- Material for the task -

☆ ☆ ☆ ☆ ☆

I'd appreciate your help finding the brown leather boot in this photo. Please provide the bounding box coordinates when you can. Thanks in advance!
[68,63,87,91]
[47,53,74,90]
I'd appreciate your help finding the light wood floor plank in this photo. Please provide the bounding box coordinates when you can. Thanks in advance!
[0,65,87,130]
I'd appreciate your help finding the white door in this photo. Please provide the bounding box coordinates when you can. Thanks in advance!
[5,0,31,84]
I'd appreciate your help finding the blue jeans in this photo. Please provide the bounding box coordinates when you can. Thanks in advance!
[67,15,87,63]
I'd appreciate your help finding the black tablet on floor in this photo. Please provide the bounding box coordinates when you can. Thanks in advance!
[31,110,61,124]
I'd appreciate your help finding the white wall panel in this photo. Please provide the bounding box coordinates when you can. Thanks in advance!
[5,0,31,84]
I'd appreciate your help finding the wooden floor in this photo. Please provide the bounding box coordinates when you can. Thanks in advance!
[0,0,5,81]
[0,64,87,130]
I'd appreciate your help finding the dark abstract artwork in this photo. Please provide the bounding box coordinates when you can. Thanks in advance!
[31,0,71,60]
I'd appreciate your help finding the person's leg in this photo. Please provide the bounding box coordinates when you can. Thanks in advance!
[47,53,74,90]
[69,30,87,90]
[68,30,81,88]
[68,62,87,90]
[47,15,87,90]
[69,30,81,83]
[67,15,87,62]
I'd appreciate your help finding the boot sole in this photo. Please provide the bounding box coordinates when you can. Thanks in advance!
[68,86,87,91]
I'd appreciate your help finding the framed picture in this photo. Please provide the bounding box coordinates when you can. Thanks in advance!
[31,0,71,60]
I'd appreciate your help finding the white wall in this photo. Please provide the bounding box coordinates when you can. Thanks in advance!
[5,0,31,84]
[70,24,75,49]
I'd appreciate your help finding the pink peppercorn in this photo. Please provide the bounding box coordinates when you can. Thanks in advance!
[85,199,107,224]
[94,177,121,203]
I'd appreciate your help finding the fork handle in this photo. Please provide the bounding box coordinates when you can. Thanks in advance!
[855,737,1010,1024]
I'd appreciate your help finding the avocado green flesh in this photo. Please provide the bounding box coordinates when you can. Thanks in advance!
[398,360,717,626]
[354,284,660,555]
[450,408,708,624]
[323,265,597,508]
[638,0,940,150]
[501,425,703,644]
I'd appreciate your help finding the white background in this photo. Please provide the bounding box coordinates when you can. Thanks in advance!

☆ ☆ ☆ ☆ ☆

- About this task -
Respond with an exact reproduction of the lines running from the one that contains "I'd appreciate your help finding the pink" through the end of the material.

- Solved problem -
I'd appreciate your help finding the pink peppercorn in this photo. Please provide the bounding box coordinates when you can. Thanks in advance!
[85,199,107,224]
[94,177,121,203]
I'd appreciate your help finding the fork handle in this photo. Please provide the bounding box coordinates when you can. Thanks in advance!
[855,737,1010,1024]
I'd appreciate your help finding the avocado green flesh in this photo. Please provide the bounding box coordinates when you can. Thanks in advance!
[398,360,717,626]
[354,284,660,555]
[450,408,708,624]
[323,265,597,508]
[638,0,940,150]
[501,425,703,644]
I'd appreciate your help finding the white background in this photo. Please provide the bounding box coordinates when you can. Thanks in advance!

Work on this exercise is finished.